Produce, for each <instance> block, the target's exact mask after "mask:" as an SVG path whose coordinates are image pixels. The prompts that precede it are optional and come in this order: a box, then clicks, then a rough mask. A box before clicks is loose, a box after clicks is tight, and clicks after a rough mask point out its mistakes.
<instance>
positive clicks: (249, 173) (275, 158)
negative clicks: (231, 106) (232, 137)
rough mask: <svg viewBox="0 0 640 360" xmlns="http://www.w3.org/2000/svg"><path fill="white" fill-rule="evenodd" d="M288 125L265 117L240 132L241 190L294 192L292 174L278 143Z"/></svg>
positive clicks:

◇ ◇ ◇ ◇ ◇

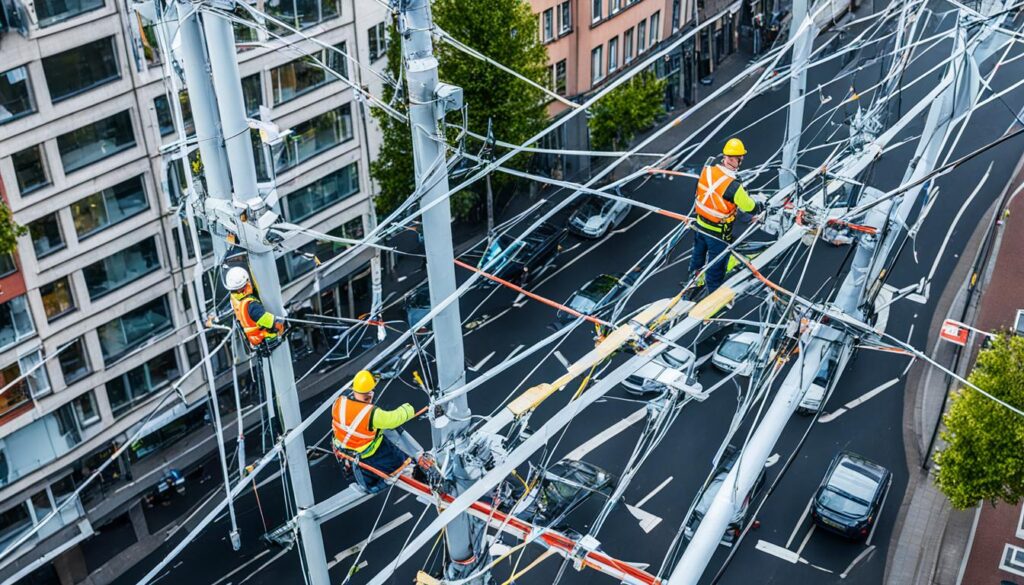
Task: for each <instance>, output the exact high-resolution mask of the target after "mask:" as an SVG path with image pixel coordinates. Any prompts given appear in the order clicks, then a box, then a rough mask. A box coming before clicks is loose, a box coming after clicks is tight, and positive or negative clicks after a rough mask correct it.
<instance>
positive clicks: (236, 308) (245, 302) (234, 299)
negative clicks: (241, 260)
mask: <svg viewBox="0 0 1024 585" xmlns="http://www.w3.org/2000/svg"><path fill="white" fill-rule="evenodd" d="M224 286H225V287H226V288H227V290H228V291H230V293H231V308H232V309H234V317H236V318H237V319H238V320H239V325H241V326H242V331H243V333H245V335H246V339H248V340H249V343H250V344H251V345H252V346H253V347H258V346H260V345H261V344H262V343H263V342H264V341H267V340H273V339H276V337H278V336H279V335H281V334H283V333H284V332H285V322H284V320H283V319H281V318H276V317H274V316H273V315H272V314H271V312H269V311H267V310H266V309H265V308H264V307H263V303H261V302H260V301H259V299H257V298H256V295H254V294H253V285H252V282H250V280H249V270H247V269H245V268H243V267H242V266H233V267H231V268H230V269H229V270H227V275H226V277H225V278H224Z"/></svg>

◇ ◇ ◇ ◇ ◇

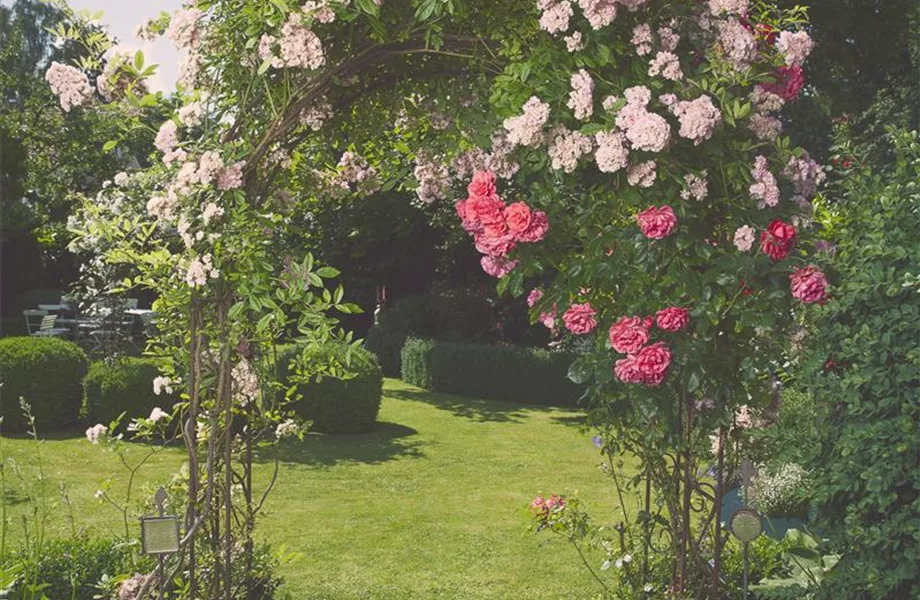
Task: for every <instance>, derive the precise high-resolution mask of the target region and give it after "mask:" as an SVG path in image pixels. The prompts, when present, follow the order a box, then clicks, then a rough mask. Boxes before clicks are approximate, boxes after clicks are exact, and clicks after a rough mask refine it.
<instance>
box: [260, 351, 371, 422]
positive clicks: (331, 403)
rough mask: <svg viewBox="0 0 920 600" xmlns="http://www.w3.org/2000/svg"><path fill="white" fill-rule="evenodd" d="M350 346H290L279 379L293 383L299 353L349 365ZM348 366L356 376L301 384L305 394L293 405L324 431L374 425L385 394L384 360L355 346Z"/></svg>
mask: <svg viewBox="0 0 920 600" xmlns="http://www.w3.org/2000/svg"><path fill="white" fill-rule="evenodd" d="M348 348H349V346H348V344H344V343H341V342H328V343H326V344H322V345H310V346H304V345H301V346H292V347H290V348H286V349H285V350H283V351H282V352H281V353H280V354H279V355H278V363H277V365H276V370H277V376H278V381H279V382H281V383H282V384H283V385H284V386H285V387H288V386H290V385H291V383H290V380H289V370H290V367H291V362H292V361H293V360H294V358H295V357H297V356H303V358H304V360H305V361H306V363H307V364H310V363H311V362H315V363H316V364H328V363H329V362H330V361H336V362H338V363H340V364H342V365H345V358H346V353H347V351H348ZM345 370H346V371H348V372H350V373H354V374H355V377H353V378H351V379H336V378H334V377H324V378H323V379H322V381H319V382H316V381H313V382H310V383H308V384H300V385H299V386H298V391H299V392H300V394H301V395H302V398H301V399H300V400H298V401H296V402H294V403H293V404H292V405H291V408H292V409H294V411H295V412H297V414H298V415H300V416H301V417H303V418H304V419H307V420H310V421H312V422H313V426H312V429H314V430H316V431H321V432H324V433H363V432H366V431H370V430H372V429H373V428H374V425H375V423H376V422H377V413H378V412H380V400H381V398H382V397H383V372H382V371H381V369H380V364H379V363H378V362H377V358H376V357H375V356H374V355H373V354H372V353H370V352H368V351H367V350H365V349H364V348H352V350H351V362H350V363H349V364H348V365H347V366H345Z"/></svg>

◇ ◇ ◇ ◇ ◇

* [What to do]: Where the string "positive" appears in a line of the listing, copy that line.

* [Finished task]:
positive clicks: (249, 173) (275, 158)
positive clicks:
Task: for each <instance>, output the exact high-resolution mask of the target after "mask:" as an SVG path with image pixel coordinates. Any prompts given appear in the order clicks, then a box, then a rough mask. A box coming before clicks is loose, a box coming after clicks is tight, and positive or negative clicks after a rough mask correct it.
positive clicks: (236, 308) (245, 302) (234, 299)
positive clicks: (331, 403)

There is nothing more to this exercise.